+++ Excerpted passage +++

Jean was born in Bebington, Cheshire, to Edna (nee Macdonald) and Thomas Dance. Her father was a confectionery importer who also served with the local fire brigade, where he was chief entertainment officer. His talents as an amateur actor, magician and banjo and accordion player led him, his piano-playing wife and their daughters, Jean and Maureen, to form the Dance Family troupe and put on shows through the wartime blitz at services camps and hospitals across Cheshire and Lancashire.

On leaving Wirral girls’ grammar school, Jean continued to perform with amateur drama groups and Birkenhead Amateur Operatic Society while working as a secretary. In 1954 she married her boss, Bill Boht, manager of the Ritz cinema and theatre in Birkenhead – known as “the showcase of the north” for its variety performances – and almost 30 years her senior.

“He was a heavy drinker and I thought if I married him I could look after him,” she later said. “I just wanted to help him battle the booze.” Although he stuck to a promise not to drink again, the couple drifted apart as Jean found success on stage and her work took her away from home. They eventually divorced in 1970 and he died eight years later.

Jean’s professional career began at Liverpool Playhouse in 1962 with a £1-a-week apprenticeship before she joined the company full-time as an actor and assistant stage manager. Her singing skills came to the fore a year later in the Brendan Behan tragicomedy The Hostage, with one critic noting: “Her Don’t Muck About with the Moon number, with Desmond Stokes and the full company as a chorus, almost stopped the show.”

She stayed at the playhouse for two years before making her West End debut in 1964, credited as a “black straw hat girl”, in Saint Joan of the Stockyards, Bertolt Brecht’s parody, performed at the Queen’s theatre by the English Stage Company, directed by Tony Richardson.

Boht continued with radical plays and directors at the Royal Court theatre between 1965 and 1981, and Joan Littlewood’s Theatre Workshop (1969-71), as well as taking the title role in Brecht’s Mother Courage and Her Children at the Library theatre, Manchester (1969), and appearing as an extra in the National Theatre production of Peter Nichols’s black comedy The National Health (Old Vic, 1969-70).

Later, buoyed up by her TV success, Boht performed in two seasons at the Chichester Festival theatre (1991-93), playing Jessie Dill in Venus Observed and Mrs Hardcastle in She Stoops to Conquer. She also toured in Alan Bennett’s Talking Heads (1992-93), directed by the playwright, and starred as Lil, the north of England woman taking in a Jewish refugee shortly before the second world war, in the West End production of Diane Samuels’s drama Kindertransport (Vaudeville theatre, 1996).

Boht’s television career began in 1968 with small parts in popular drama series. Her comedy talents were eventually recognised in episodes of Last of the Summer Wine (in 1977) and Some Mothers Do ’Ave ’Em (in 1978).

+++ Excerpted data +++

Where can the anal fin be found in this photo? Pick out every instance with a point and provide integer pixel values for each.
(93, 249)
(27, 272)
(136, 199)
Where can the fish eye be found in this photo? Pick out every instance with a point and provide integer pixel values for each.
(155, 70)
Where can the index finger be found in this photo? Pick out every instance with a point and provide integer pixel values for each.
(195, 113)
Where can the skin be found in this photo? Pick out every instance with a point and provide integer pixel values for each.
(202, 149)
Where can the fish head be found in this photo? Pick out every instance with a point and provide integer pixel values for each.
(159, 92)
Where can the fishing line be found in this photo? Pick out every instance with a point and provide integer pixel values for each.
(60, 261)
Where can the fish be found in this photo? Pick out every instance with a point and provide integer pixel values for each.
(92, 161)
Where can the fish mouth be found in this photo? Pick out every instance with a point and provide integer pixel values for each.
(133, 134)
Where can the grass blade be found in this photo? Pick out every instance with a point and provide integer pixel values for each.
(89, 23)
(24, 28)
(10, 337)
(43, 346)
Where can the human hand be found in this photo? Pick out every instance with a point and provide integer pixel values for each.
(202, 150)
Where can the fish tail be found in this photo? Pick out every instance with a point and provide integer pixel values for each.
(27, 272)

+++

| Exercise |
Reproduce the part of the Jean Boht biography starting at "She stayed at" and ending at "by Tony Richardson.". None of these lines are needed for the work here.

| Response to the task |
She stayed at the playhouse for two years before making her West End debut in 1964, credited as a “black straw hat girl”, in Saint Joan of the Stockyards, Bertolt Brecht’s parody, performed at the Queen’s theatre by the English Stage Company, directed by Tony Richardson.